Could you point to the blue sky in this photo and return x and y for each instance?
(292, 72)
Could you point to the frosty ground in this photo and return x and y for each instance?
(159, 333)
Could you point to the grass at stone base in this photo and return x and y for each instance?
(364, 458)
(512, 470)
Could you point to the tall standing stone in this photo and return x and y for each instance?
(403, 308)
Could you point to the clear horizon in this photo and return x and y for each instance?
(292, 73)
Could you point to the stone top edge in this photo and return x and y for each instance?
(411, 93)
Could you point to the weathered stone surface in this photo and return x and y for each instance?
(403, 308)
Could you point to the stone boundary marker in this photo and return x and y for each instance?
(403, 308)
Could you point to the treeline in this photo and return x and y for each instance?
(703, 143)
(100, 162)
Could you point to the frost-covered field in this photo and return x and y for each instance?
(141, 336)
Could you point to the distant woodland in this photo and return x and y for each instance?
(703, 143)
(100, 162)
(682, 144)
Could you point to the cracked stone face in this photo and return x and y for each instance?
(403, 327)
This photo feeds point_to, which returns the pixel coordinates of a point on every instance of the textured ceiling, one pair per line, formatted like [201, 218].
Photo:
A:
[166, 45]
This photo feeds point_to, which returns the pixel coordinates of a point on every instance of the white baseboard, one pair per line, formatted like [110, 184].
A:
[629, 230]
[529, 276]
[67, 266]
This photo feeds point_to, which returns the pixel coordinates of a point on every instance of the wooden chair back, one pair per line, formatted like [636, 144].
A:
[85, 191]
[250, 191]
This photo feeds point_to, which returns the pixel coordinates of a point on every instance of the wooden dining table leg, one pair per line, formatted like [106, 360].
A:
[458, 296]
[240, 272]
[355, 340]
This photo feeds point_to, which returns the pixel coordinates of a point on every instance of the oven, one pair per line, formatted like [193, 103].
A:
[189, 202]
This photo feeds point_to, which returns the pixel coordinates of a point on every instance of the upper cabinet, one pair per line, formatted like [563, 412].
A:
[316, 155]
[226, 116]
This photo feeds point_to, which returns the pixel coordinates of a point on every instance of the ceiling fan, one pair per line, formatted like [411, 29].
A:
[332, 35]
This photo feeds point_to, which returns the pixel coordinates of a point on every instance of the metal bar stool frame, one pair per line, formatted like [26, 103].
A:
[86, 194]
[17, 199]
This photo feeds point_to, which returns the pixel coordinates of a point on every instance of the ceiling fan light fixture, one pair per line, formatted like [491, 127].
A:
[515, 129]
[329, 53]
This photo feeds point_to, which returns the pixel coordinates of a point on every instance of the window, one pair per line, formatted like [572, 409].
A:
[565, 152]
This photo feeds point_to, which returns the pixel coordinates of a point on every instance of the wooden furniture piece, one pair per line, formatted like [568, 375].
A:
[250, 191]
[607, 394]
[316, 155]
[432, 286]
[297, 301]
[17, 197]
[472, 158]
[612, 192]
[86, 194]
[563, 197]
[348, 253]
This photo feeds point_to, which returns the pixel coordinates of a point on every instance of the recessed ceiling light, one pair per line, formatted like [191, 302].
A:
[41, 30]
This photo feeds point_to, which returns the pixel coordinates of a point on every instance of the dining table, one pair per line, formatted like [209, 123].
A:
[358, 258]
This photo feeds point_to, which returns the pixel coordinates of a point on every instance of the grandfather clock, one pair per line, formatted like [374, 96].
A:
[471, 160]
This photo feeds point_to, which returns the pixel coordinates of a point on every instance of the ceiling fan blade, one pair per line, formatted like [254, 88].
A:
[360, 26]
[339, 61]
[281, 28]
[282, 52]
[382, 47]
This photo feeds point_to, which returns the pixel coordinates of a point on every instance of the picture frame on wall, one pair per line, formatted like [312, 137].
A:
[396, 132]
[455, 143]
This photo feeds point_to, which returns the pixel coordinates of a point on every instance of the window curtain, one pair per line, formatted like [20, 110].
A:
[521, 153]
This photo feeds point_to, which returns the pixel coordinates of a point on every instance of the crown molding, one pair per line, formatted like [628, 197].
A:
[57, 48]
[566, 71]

::::::::

Exercise instructions: Every line above must be repeated exactly as it appears.

Answer space:
Could you point to the blue sky in this photo and return x and y for each instance?
(292, 72)
Could you point to the frosty ground in this photo and return x and y for each instance?
(159, 333)
Could you point to the grass at stone base in this photo and return x and y for each instance?
(364, 458)
(512, 470)
Could you point to the tall standing stone in this photo and return x and y for each instance?
(403, 308)
Could you point to the clear horizon in this photo and return x and y for each instance?
(292, 73)
Could you point to the stone top edge in this photo and return x and y for each instance?
(411, 93)
Could you point to the weathered stone surface in this photo and return x and y for each instance?
(403, 308)
Could you point to the stone boundary marker in this photo and return x and y for each instance?
(403, 308)
Could you point to the treeline in this photo and return x and y for each instance?
(703, 143)
(100, 162)
Could you point to the frost-covered field in this photo and return x and y for each instance?
(141, 336)
Could you point to the distant woodland in this photo and return x and y for each instance?
(703, 143)
(100, 162)
(682, 144)
Could you point to the cracked stone face in this photo and return x and y for each instance?
(403, 327)
This photo feeds point_to, which returns the pixel coordinates of a point on every instance of the textured ceiling, one pair per line, formatted like [201, 218].
Photo:
A:
[166, 45]
This photo feeds point_to, which returns the pixel coordinates of a point on every instance of the white baseboard, one pair per line, formatted like [110, 184].
A:
[629, 230]
[529, 276]
[67, 266]
This photo feeds point_to, which returns the pixel coordinates of a point on every instance of the wooden chair back, one pair per line, formatted like [636, 144].
A:
[85, 191]
[250, 191]
This photo feeds point_to, which returns the pixel coordinates of a point on every instance of the wooden dining table leg, one pair per line, formatted like [106, 360].
A:
[458, 296]
[240, 272]
[355, 340]
This photo feeds point_to, which returns the pixel coordinates of a point on every instance of the oven, one pair per line, formatted like [193, 103].
A:
[189, 202]
This photo feeds point_to, which returns the pixel coordinates of a point on every instance of the upper cabinet, one pair per line, formatted like [563, 412].
A:
[316, 155]
[226, 116]
This photo feeds point_to, which returns the pixel coordinates of a point on every instance of the ceiling fan, one pair per line, formatted like [411, 29].
A:
[332, 35]
This photo feeds point_to, which returns the pixel coordinates of a point on every instance of the metal bar stool frame, one pair per line, formatted like [26, 103].
A:
[86, 194]
[17, 199]
This photo feeds point_to, which returns the pixel coordinates of a point on every instance of the ceiling fan light fixture, one pair per line, formatted like [491, 127].
A:
[515, 129]
[329, 53]
This photo feeds point_to, which returns the pixel coordinates of a point on every instance of the window, one pair per line, formatted like [572, 409].
A:
[565, 152]
This photo feeds point_to, which returns the pixel coordinates of a point on every instance of the wooden furniture piece, one pair per line, formatted like [568, 375].
A:
[250, 191]
[607, 394]
[316, 155]
[432, 286]
[297, 301]
[17, 197]
[472, 158]
[612, 192]
[86, 194]
[563, 197]
[348, 253]
This photo feeds point_to, which returns the pixel coordinates of a point on every instance of the recessed ceiling light, one pair per line, formatted like [191, 302].
A:
[41, 30]
This photo feeds point_to, which returns the pixel coordinates of a point on every instance of the dining table, one pair per line, formatted like [209, 123].
A:
[358, 258]
This photo feeds point_to, which returns the pixel coordinates of a point on every instance of the grandfather clock, one pair per line, formatted like [374, 96].
A:
[471, 160]
This photo feeds point_to, which returns the pixel coordinates of a point on every instance of the ceiling fan blade, one pair per line, formatted like [254, 88].
A:
[360, 26]
[339, 61]
[281, 28]
[282, 52]
[382, 47]
This photo feeds point_to, which returns the pixel coordinates of a point on every instance of the picture frame on wall, one pair per line, formatted like [312, 137].
A:
[396, 132]
[455, 143]
This photo feeds point_to, which returns the pixel coordinates of a point on every instance of the window curtain, one pair per line, formatted like [20, 110].
A:
[521, 153]
This photo feeds point_to, which returns the pixel coordinates of a point on every instance of the crown molding, one pair per line, formatted like [628, 197].
A:
[57, 48]
[566, 71]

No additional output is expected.